_WHAT NEEDS TO BE DONE_
Every line of the records must be repeated exactly; pictures stay out.

_DATA PROVIDED_
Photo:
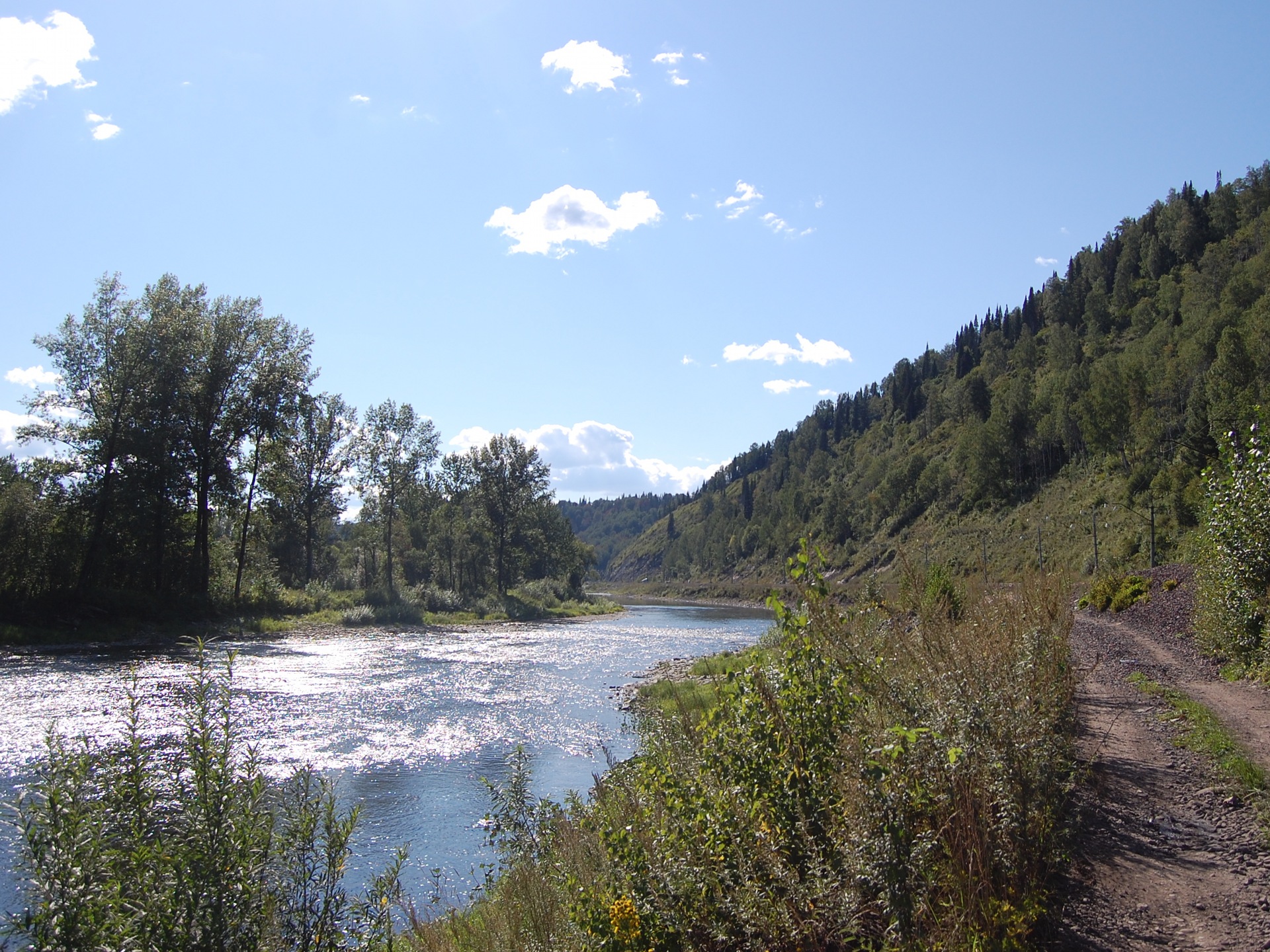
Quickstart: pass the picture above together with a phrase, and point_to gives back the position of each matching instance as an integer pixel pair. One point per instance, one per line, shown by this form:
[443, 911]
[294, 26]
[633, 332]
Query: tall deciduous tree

_TASK ANSWER_
Photo:
Quickstart: pass the picture above together with a phrase, and point_to gives back the position of each matching instance as an integer pixel pair. One point per instance, one per line, shown by this form:
[443, 911]
[294, 26]
[633, 332]
Query: tall deciduous tree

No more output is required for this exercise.